» **SOURCE DATA**:
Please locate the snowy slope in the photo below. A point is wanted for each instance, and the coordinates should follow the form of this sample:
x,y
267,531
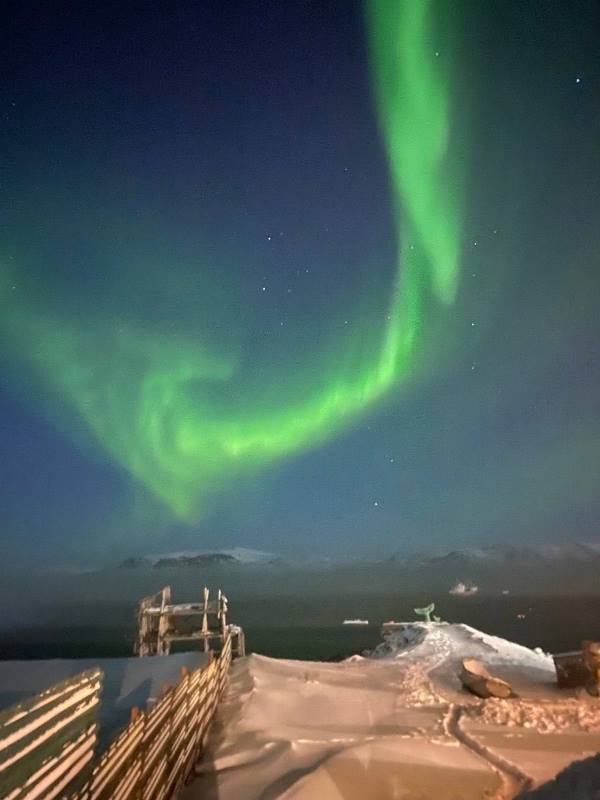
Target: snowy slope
x,y
395,725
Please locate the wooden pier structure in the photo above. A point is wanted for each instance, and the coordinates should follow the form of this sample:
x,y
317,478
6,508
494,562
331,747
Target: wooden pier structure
x,y
162,622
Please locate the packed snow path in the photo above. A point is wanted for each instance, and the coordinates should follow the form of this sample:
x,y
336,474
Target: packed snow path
x,y
395,725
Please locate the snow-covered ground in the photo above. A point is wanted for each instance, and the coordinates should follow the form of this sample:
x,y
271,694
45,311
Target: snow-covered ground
x,y
397,725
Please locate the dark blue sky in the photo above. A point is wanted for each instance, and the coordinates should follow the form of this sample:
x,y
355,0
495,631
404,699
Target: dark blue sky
x,y
141,139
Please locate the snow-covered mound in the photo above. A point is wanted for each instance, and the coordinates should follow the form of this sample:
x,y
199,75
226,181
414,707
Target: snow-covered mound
x,y
395,724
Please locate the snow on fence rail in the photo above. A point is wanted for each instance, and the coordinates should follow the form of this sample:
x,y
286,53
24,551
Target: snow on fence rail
x,y
47,741
154,755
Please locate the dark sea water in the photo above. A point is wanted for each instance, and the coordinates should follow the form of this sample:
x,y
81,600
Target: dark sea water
x,y
295,615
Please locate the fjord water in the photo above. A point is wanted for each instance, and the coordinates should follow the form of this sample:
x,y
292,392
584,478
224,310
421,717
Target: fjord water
x,y
289,612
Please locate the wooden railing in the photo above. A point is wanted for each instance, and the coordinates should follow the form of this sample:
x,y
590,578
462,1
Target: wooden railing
x,y
47,741
154,755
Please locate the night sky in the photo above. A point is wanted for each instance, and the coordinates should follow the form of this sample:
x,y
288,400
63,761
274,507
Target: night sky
x,y
309,277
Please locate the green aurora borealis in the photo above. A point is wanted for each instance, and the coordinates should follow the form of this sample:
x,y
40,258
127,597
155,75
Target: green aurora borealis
x,y
175,412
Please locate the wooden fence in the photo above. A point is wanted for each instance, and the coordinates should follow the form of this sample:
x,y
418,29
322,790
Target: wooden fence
x,y
47,741
155,754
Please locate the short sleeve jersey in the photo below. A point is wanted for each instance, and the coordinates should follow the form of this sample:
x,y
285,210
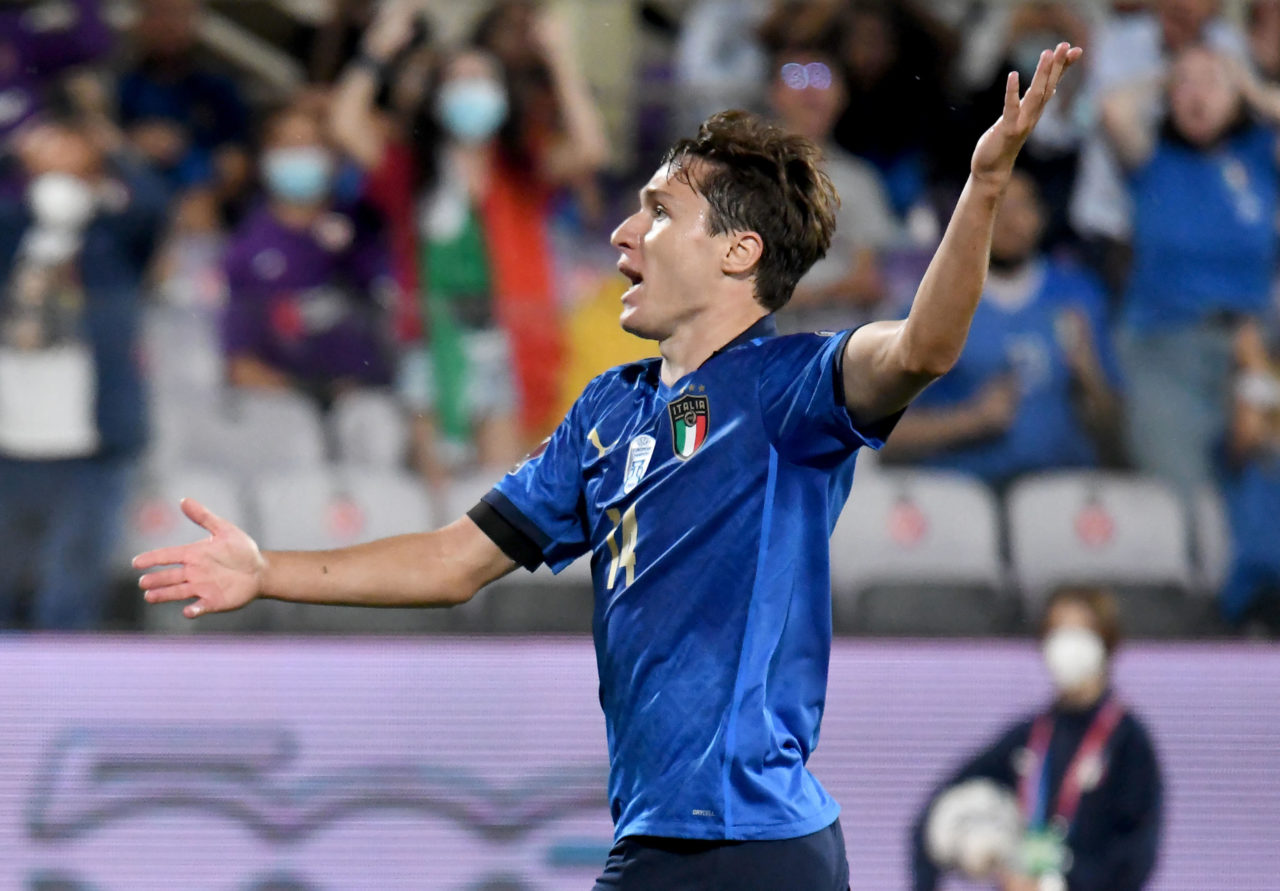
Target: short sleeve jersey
x,y
707,508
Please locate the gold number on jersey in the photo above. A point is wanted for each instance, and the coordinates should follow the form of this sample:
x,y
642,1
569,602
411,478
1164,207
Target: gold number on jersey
x,y
625,548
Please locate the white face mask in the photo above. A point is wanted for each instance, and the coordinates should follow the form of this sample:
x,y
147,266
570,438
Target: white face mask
x,y
60,201
1074,656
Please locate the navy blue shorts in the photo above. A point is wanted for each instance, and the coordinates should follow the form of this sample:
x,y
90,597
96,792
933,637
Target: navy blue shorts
x,y
643,863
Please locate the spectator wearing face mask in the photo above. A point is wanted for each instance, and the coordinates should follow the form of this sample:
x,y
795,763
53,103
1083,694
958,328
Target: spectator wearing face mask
x,y
1037,384
469,191
187,120
77,232
1083,772
309,283
1205,187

» **EXERCISE BRIEF**:
Across all the records, find the lines containing the word "below" and reproduce each one.

» **OUTPUT OF THE EXERCISE**:
Please locate the snowy slope in the photo below. A point is wanted for each instance, and the coordinates should follow the form of this sample:
Please locate the short sleeve jersey in the photo below. A point is wanted for each instance, and the coordinates should follow the form of this sample:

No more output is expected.